Recast all of the records below as a Markdown table with two columns, Entry and Text. Put each line in the Text column with its running number in Entry, and skip any blank lines.

GIVEN ENTRIES:
----------
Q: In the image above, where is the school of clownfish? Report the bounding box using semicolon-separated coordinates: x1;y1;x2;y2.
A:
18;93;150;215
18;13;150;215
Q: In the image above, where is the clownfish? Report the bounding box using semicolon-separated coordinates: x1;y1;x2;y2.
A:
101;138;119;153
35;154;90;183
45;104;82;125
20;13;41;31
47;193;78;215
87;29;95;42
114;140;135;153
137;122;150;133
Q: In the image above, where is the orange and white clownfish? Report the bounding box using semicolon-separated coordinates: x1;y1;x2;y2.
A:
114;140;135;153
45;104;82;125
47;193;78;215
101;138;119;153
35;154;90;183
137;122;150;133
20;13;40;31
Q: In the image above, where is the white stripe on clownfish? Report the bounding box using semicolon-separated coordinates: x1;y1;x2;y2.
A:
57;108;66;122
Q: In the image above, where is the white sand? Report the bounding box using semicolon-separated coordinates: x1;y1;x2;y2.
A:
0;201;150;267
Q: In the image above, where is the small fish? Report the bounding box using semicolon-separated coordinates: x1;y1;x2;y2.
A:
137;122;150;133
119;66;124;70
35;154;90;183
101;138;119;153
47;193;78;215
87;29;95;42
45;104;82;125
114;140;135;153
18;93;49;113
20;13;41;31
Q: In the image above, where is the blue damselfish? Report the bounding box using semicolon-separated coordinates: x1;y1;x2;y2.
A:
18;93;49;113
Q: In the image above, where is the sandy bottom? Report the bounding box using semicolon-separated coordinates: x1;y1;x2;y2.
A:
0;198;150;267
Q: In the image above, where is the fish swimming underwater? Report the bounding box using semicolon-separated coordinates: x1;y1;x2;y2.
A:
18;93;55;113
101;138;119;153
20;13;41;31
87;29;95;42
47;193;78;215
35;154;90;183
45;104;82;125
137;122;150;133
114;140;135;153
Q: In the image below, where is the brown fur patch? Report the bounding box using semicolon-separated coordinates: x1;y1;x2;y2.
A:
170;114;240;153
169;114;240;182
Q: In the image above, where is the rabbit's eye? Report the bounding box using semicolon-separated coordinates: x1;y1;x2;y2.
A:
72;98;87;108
----------
ANSWER TO THIS TASK:
| Entry | Text |
|---|---|
| 1 | Q: In the image above, where is the school of clownfish? Report the bounding box using semicolon-separated coordinates: x1;y1;x2;y2. |
| 2 | A: |
| 3 | 18;93;150;215 |
| 4 | 18;13;150;215 |
| 5 | Q: In the image above, where is the clownfish? Report the bounding box using semicolon-separated coordinates: x1;y1;x2;y2. |
| 6 | A: |
| 7 | 101;138;119;153 |
| 8 | 35;154;90;183 |
| 9 | 45;104;82;125 |
| 10 | 20;13;41;31 |
| 11 | 47;193;78;215 |
| 12 | 87;29;95;42 |
| 13 | 114;140;135;153 |
| 14 | 137;122;150;133 |
| 15 | Q: In the image above, where is the orange and white clownfish? Report the bounding box using semicolon-separated coordinates: x1;y1;x2;y2. |
| 16 | A: |
| 17 | 114;140;135;153 |
| 18 | 45;104;82;125 |
| 19 | 47;193;78;215 |
| 20 | 101;138;119;153 |
| 21 | 35;154;90;183 |
| 22 | 137;122;150;133 |
| 23 | 20;13;40;31 |
| 24 | Q: In the image above, where is the white stripe on clownfish? Report the bounding box using semicolon-separated coordinates: x1;y1;x2;y2. |
| 25 | A: |
| 26 | 57;108;66;122 |
| 27 | Q: In the image above, where is the white sand? Report the bounding box using semicolon-separated coordinates: x1;y1;x2;y2. |
| 28 | A: |
| 29 | 0;201;150;267 |
| 30 | Q: In the image above, where is the small fish? Report the bounding box using semicolon-separated coordinates: x1;y1;x2;y2. |
| 31 | A: |
| 32 | 137;122;150;133 |
| 33 | 119;66;124;70 |
| 34 | 35;154;90;183 |
| 35 | 101;138;119;153 |
| 36 | 47;193;78;215 |
| 37 | 87;29;95;42 |
| 38 | 45;104;82;125 |
| 39 | 114;140;135;153 |
| 40 | 18;93;49;113 |
| 41 | 20;13;41;31 |
| 42 | Q: In the image above, where is the blue damselfish? Report the bounding box using semicolon-separated coordinates: x1;y1;x2;y2. |
| 43 | A: |
| 44 | 18;93;49;113 |
| 45 | Q: In the image above, where is the sandy bottom? Report the bounding box using semicolon-separated coordinates: x1;y1;x2;y2. |
| 46 | A: |
| 47 | 0;198;150;267 |
| 48 | Q: In the image above, where is the fish swimming underwater? Report the bounding box using semicolon-separated coordinates: x1;y1;x2;y2. |
| 49 | A: |
| 50 | 18;93;55;113 |
| 51 | 101;138;119;153 |
| 52 | 20;13;41;31 |
| 53 | 87;29;95;42 |
| 54 | 47;193;78;215 |
| 55 | 35;154;90;183 |
| 56 | 45;104;82;125 |
| 57 | 137;122;150;133 |
| 58 | 114;140;135;153 |
| 59 | Q: In the image below, where is the brown fur patch? Report the bounding box using semicolon-separated coordinates: x1;y1;x2;y2. |
| 60 | A: |
| 61 | 170;114;240;153 |
| 62 | 169;114;240;182 |
| 63 | Q: In the image above, where is the rabbit's eye? Report the bounding box using semicolon-separated coordinates: x1;y1;x2;y2. |
| 64 | A: |
| 65 | 72;98;87;108 |